:: TEXT BLOCK ::

In this article, I want to exemplify the intricacy in the structures of these two Moroccan languages, by focusing on one aspect of their syntactic behavior called “reflexive anaphora.” I will do so to show that these two languages are able to reveal a fact about human languages that many others cannot.

What is reflexive anaphora?

Two examples of reflexive anaphora in English are himself and herself. Ever since the seventies, linguists like Noam Chomsky have been interested in this type of expressions because their distribution in a sentence is highly restricted, and syntacticians have been curious about how it has come to be so. To illustrate this point, consider the following two examples:

1.   John expects to feed himself

2.   I wonder who John expects to feed himself

In sentence 1, himself picks up John as its antecedent (himself and John are about the same person). In sentence 2, on the other hand, himself can only pick up the word who as its antecedent. Why?

In 1981, Chomsky formulated the Binding Theory to explain how reflexives come to be interpreted. The theory says that a reflexive must have a clause-mate subject as an antecedent. In sentence 1, the closest subject is John: It’s the subject of the verb expect as well as the verb feed. In sentence 2, John is the subject of the verb expect, but the subject of the verb feed is the person we are asking a question about using the word who. This explains why the only possible interpretation of sentence 2 is one under which himself picks up who, rather than John, as an antecedent.

The Binding Theory also tells us that a pronoun, like him and her, can only pick up an antecedent outside the clause where it occurs. If we replace the reflexive anaphora himself in sentence 1 with the pronoun him, it will be impossible for this pronoun to refer to the same person whose name is John.

3.   John expects to feed him.

The principle requiring that a reflexive must have a clause-mate subject as antecedent is called Principle A, and the principle disallowing a pronoun to pick up a clause-mate subject as an antecedent is called Principle B.

Reflexive anaphora in Amazigh and Moroccan Darija

Amazigh and Moroccan Darija, like many other languages, have reflexive words that respect Principle A and pronouns that respect Principle B. Here are some examples of such reflexives and pronouns:

4.   Yezra Anir ikhf-nes gh tisit (Anir saw himself in the mirror)

5.   shaf Anir rasu flmraya (Anir saw himself in the mirror)

Amazigh and Moroccan Darija have in common that the reflexive anaphora is expressed by an expression meaning literally “his head” (or “her head,” “our head,” etc.), which is ikhf-nnes in Amazigh and rasu in the Moroccan Darija. The antecedent of the reflexive in examples 4 and 5 is the subject, exactly as predicted by Principle A of Chomsky’s Binding Theory. If we replace the reflexive in these examples with a pronoun, it becomes impossible for this pronoun to select the subject Anir as an antecedent. This is very clear in the following sentences where the pronoun cannot refer to the same person also referred to with the propper noun Anir.

6.  Anir yezra-t gh tisit. (Anir saw him in the mirror)

7.   Anir shaf-u (Anir saw him in the mirror)

This proves that Amazigh and Moroccan Darija respect Principle B of Chomsky’s Binding Theory too.

How do Amazigh and Moroccan Darija differ from other languages?

:::

== EXERCISE TASK A ==
Translate this sentence from the text on reflexive anaphora into Spanish: "The theory says that a reflexive must have a clause-mate subject as an antecedent."
== EXERCISE TASK B ==
Update the stretch of the text on reflexive anaphora from "In 1981, Chomsky" through "name is John.", putting "binding account" wherever "Binding Theory" appears.
== EXERCISE TASK C ==
According to the text on reflexive anaphora, what does the reflexive expression in Amazigh and Moroccan Darija literally mean?
The rows that follow come from a different source than the text on reflexive anaphora.

:: DATASET EXCERPTS ::

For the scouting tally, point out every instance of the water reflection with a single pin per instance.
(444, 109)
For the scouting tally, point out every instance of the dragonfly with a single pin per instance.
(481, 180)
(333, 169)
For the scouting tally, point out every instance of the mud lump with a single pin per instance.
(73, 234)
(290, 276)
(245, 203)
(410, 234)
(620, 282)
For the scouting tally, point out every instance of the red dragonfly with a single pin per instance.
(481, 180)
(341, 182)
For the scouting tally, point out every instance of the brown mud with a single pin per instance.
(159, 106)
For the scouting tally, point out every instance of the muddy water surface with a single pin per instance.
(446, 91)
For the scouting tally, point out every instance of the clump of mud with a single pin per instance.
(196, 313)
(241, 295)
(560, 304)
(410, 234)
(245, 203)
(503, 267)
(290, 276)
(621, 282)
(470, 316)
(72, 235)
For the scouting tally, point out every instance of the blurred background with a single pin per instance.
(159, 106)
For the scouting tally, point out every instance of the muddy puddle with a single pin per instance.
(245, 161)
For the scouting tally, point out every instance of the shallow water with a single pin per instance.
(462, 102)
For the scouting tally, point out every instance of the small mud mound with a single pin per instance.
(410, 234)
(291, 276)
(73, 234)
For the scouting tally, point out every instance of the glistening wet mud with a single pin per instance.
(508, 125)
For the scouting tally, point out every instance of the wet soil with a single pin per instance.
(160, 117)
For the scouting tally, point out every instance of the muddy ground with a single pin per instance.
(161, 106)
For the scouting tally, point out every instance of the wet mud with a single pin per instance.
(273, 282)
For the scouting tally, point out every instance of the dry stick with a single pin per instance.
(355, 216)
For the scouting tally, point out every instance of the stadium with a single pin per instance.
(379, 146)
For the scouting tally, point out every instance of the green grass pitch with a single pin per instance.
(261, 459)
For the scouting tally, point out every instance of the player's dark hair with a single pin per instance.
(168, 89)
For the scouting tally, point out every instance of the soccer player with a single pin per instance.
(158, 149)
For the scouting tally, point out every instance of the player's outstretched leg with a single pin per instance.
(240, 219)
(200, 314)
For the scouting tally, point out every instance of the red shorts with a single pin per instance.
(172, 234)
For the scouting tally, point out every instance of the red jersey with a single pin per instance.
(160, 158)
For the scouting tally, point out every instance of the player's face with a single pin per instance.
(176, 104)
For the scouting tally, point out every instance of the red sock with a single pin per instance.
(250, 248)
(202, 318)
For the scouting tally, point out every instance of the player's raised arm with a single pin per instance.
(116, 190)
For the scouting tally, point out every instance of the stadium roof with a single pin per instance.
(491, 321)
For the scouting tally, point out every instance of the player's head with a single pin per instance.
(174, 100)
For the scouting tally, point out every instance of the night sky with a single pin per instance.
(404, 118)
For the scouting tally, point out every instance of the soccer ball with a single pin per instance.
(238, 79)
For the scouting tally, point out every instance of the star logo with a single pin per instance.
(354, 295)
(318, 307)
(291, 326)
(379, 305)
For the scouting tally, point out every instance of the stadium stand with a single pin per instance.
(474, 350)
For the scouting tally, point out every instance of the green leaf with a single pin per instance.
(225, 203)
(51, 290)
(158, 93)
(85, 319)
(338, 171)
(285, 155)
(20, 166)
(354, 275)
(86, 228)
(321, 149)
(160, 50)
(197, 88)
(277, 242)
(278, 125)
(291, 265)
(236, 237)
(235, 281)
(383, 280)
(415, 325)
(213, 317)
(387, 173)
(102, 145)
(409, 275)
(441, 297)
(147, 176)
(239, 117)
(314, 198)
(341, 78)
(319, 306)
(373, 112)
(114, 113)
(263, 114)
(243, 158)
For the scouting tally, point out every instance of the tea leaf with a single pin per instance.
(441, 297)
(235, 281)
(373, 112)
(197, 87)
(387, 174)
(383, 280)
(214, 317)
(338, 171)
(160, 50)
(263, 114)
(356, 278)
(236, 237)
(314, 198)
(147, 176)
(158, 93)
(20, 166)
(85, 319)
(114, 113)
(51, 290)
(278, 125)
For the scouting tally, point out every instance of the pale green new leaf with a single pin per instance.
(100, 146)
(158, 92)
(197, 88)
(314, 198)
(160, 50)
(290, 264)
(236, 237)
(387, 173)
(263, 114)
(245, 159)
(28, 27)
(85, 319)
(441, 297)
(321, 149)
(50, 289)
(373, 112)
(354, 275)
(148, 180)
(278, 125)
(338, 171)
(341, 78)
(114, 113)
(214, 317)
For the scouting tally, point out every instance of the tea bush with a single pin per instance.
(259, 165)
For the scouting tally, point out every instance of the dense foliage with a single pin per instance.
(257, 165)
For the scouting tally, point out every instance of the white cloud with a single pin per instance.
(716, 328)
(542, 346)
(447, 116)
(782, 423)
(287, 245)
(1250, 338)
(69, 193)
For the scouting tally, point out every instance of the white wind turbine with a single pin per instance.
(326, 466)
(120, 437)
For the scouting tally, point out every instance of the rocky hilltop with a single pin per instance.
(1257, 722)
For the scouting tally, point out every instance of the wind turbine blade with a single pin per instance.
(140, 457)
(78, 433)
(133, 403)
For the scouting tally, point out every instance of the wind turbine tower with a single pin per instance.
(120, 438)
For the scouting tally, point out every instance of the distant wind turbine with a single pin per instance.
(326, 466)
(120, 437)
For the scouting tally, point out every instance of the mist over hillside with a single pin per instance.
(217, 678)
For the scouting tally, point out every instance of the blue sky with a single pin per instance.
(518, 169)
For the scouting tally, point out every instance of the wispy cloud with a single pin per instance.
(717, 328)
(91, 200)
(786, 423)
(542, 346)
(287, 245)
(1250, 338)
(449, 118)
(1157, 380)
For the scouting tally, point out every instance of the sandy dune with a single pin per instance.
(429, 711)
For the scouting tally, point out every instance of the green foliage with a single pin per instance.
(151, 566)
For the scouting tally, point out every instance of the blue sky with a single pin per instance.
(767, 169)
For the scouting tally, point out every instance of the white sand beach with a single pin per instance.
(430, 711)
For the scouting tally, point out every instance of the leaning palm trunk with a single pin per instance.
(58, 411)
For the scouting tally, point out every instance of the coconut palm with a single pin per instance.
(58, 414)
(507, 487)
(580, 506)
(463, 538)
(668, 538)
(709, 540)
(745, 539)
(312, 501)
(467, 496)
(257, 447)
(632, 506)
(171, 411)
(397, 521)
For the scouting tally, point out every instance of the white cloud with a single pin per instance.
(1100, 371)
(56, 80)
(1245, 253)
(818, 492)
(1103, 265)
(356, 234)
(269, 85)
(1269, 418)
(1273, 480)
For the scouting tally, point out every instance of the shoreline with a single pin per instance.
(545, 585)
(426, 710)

:::

== TASK RESULT A ==
La teoría dice que un reflexivo debe tener como antecedente un sujeto de la misma cláusula.

== TASK RESULT B ==
In 1981, Chomsky formulated the binding account to explain how reflexives come to be interpreted. The theory says that a reflexive must have a clause-mate subject as an antecedent. In sentence 1, the closest subject is John: It’s the subject of the verb expect as well as the verb feed. In sentence 2, John is the subject of the verb expect, but the subject of the verb feed is the person we are asking a question about using the word who. This explains why the only possible interpretation of sentence 2 is one under which himself picks up who, rather than John, as an antecedent.

The binding account also tells us that a pronoun, like him and her, can only pick up an antecedent outside the clause where it occurs. If we replace the reflexive anaphora himself in sentence 1 with the pronoun him, it will be impossible for this pronoun to refer to the same person whose name is John.

== TASK RESULT C ==
It literally means "his head" (or "her head," "our head," etc.).